Trecho do texto:
++++++++++++++++++++

Instaladas há três semanas, as grades de arame que ocupam parte da calçada da avenida Assis Brasil, uma pista na avenida Andaraí e outra faixa na rua Bezerra de Menezes impressionam quem passa naquela parte da zona Norte de Porto Alegre. "Aqui que vai ser o consulado dos Estados Unidos?", indaga o transeunte, ao fitar o prédio que recém começou a ser reformado para abrigar a representação norte-americana na Capital. "Que absurdo isso. Para que bloquear parte das ruas?", opina outro, reclamando da dificuldade de acesso para os motoristas.
O advogado Marcino Fernandes Rodrigues, que assessora o governo dos Estados Unidos nos trâmites para a instalação do consulado, justifica a decisão de intervir no trânsito. "Isso faz parte, é uma questão de proteção. Nas obras do governo americano, há uma preocupação maior, pois (o consulado) pode ser alvo de ameaça ou protesto. É uma precaução em relação à obra", assinala.

++++++++++++++++++++

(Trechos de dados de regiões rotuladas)
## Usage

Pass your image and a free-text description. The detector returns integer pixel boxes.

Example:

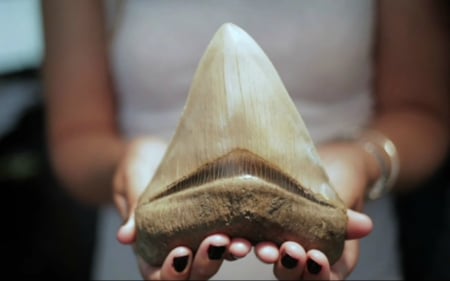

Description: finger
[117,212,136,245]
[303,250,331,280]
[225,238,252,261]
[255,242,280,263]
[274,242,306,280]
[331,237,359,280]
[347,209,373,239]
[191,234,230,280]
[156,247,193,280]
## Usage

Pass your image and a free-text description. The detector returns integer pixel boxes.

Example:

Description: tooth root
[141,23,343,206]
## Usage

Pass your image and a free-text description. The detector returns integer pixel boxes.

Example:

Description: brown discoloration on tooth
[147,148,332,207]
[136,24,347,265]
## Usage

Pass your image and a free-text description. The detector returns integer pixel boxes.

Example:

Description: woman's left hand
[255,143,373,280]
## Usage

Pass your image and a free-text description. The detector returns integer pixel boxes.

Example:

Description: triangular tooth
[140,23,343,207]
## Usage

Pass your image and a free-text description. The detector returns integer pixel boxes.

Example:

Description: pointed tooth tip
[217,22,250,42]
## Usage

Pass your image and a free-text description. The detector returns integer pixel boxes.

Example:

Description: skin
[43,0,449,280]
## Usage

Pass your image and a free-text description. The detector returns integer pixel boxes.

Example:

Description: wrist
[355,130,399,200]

++++++++++++++++++++

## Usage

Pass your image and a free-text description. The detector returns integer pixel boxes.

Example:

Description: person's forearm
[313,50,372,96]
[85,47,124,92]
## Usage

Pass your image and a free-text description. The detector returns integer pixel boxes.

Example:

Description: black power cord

++++++++++++++++++++

Lista de tarefas:
(1) Transcreva do texto sobre o consulado norte-americano em Porto Alegre a passagem que começa em "Instaladas há três" e segue até "para os motoristas.".
(2) Escreva a parte seguinte do texto sobre o consulado norte-americano em Porto Alegre, começando logo após a última frase apresentada.

Em resposta:
(1)
Instaladas há três semanas, as grades de arame que ocupam parte da calçada da avenida Assis Brasil, uma pista na avenida Andaraí e outra faixa na rua Bezerra de Menezes impressionam quem passa naquela parte da zona Norte de Porto Alegre. "Aqui que vai ser o consulado dos Estados Unidos?", indaga o transeunte, ao fitar o prédio que recém começou a ser reformado para abrigar a representação norte-americana na Capital. "Que absurdo isso. Para que bloquear parte das ruas?", opina outro, reclamando da dificuldade de acesso para os motoristas.

(2)
Rodrigues ressalta que os primeiros contêineres com material destinado à montagem da estrutura já chegaram a Porto Alegre. A movimentação de carga é crescente, e trabalhadores de diferentes partes do mundo começam a desembarcar na cidade para atuar na construção.
A retirada das grades deve ocorrer após a conclusão da obra, prevista para um prazo entre 18 e 24 meses. Enquanto isso, o comércio local ainda tenta assimilar as mudanças recentes. A região possui uma série de lojas, restaurantes, oficinas mecânicas e estacionamentos. As reações sobre o impacto da obra são distintas, mas a perspectiva é de que todos os problemas sejam superados com a abertura da estrutura.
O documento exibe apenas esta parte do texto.